═══ Data section

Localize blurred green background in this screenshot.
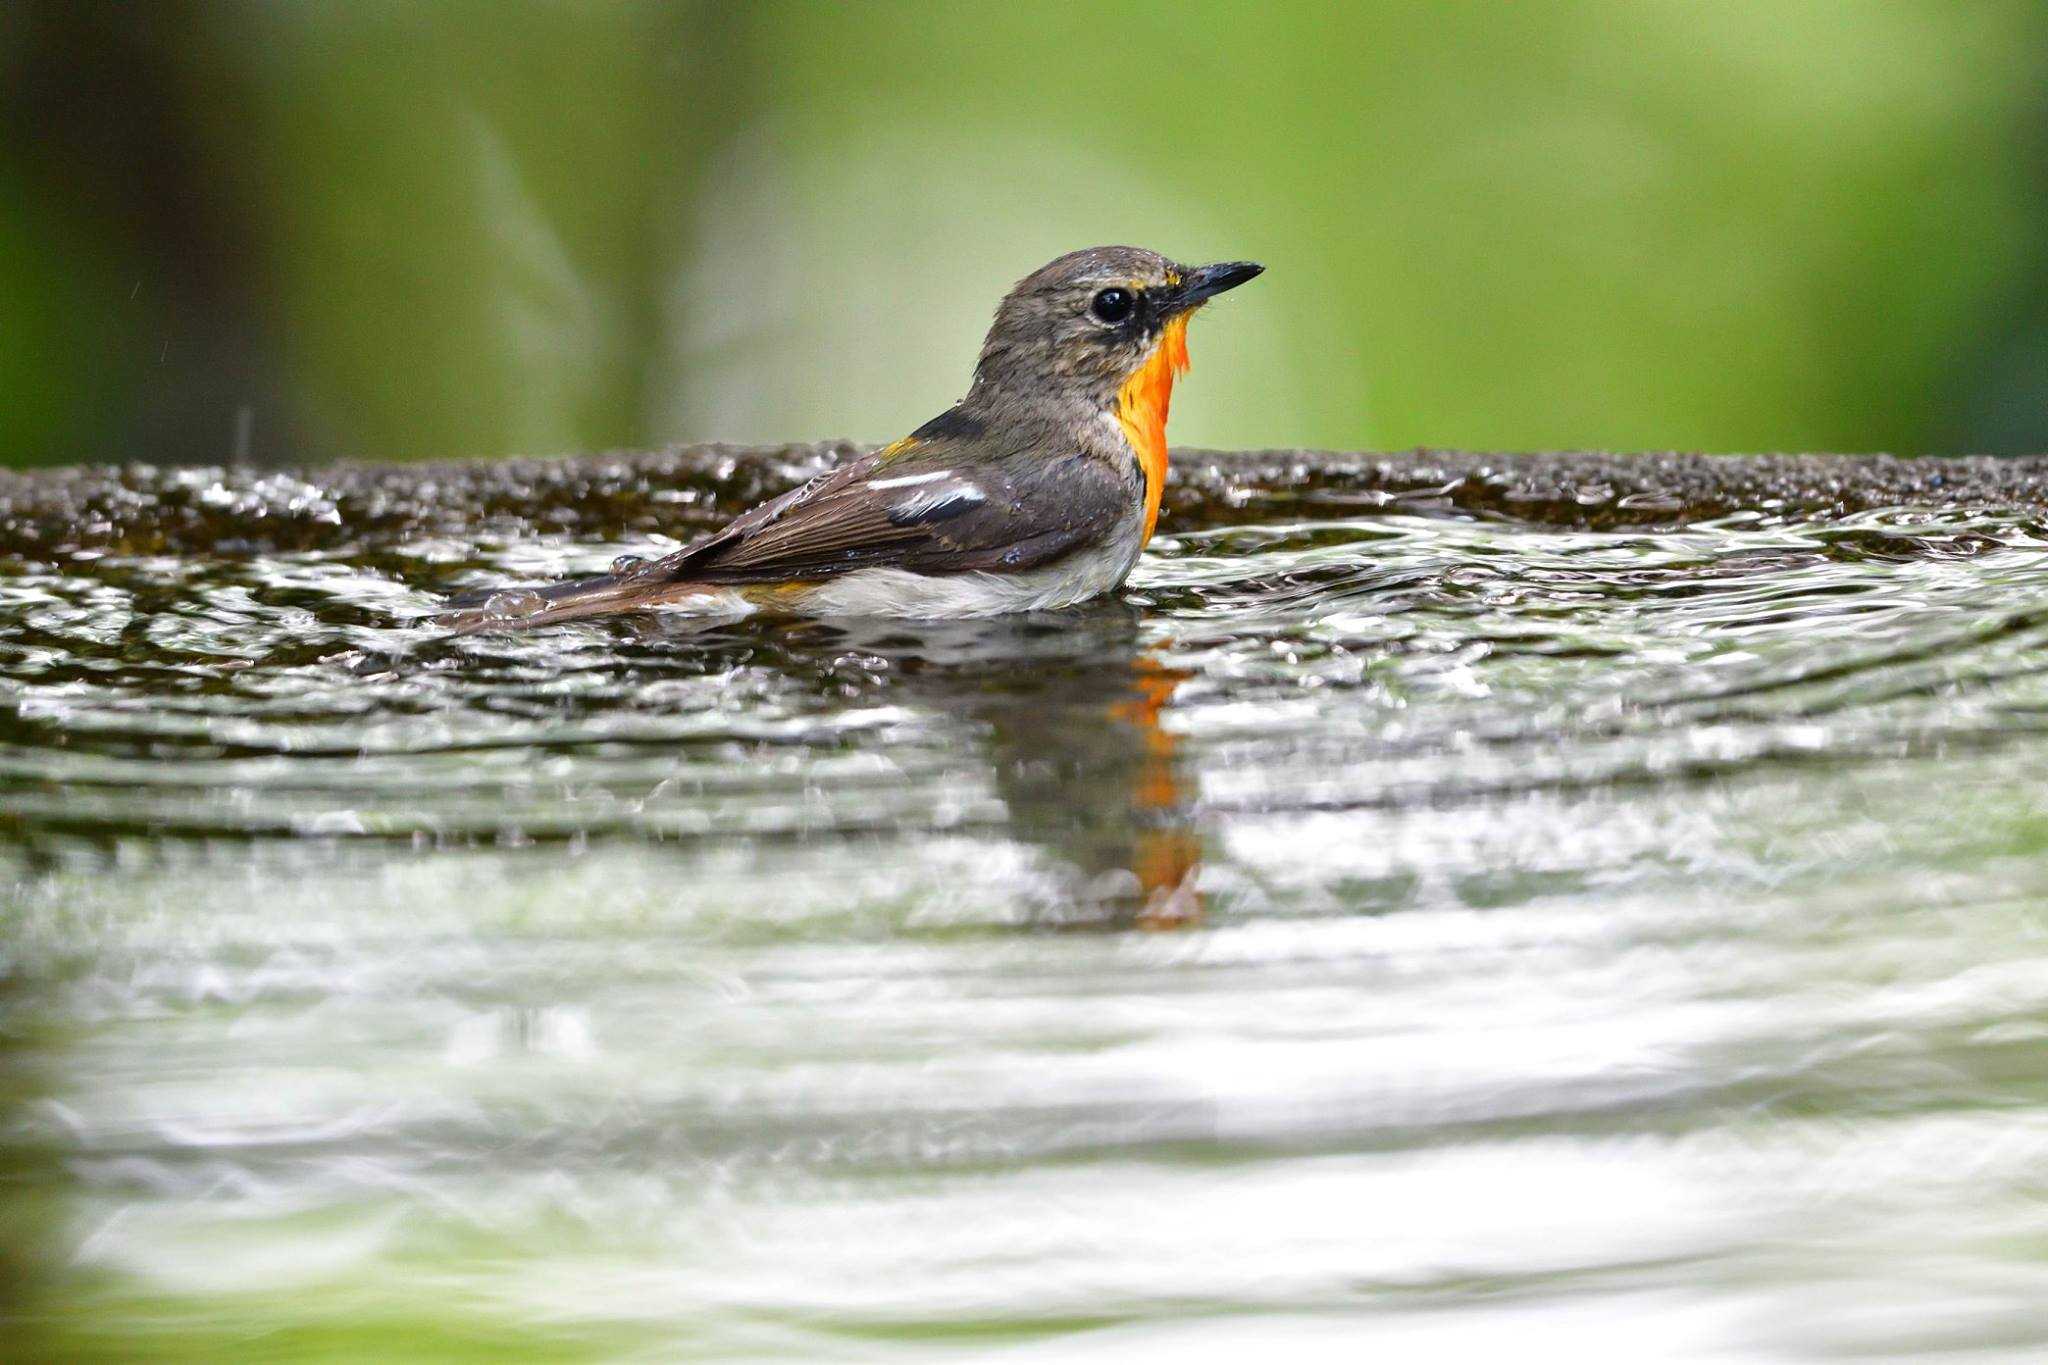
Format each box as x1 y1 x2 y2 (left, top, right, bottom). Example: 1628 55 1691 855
4 0 2047 469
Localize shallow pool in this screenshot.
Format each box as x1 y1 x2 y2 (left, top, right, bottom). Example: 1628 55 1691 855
5 447 2048 1358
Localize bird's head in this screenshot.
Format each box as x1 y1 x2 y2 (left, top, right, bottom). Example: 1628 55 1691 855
968 246 1262 411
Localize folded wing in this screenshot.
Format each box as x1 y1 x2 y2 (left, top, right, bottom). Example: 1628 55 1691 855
437 419 1130 629
647 433 1127 583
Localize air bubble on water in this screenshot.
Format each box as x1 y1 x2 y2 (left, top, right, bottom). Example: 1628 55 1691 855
483 590 545 617
611 555 647 576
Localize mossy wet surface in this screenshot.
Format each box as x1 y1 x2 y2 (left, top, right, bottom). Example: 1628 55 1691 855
8 444 2048 556
4 447 2048 1358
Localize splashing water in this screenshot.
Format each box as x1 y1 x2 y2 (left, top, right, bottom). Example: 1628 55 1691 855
5 446 2048 1358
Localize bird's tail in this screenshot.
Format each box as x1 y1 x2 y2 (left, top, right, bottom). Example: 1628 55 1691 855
430 571 713 634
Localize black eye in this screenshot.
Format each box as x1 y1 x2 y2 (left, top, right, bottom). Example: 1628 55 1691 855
1090 288 1135 324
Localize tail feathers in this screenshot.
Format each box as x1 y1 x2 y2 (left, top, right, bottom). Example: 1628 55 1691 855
431 572 714 633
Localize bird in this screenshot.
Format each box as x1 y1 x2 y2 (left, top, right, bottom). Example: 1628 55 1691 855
435 246 1262 631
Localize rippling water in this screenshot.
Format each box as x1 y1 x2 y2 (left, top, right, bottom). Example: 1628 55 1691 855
6 449 2048 1359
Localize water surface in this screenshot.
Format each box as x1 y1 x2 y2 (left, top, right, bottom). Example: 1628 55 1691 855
5 448 2048 1359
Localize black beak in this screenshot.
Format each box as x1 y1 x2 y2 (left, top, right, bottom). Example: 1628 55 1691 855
1173 260 1264 310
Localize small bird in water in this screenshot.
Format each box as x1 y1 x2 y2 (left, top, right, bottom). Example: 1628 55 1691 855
438 247 1261 630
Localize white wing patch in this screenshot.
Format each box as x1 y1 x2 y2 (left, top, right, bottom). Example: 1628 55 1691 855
882 479 989 527
865 471 952 490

══════

Copy the stretch of the records above that runs from the line with "Localize folded wing in this screenshot." through the line with "Localize bird's tail in this screenshot.". Both end lines belong in the copy, and nothing else does.

Localize folded wing in this screenshot.
Format each box as x1 y1 x2 y2 (left, top, right, bottom). Example: 1628 55 1691 855
437 419 1130 629
647 433 1127 583
Localize air bubble on water in this screenshot.
Format each box as x1 y1 x2 y2 (left, top, right, bottom). Example: 1628 55 1691 855
483 590 545 617
611 555 647 576
Localize mossy wet surface in this screenshot.
Format each box as x1 y1 x2 y2 (left, top, right, bottom). Example: 1628 55 1691 855
8 444 2048 556
4 447 2048 1358
Localize splashing water in this screenshot.
Format each box as x1 y1 x2 y2 (left, top, right, bottom). Example: 1628 55 1691 855
5 446 2048 1358
Localize bird's tail in this screenshot.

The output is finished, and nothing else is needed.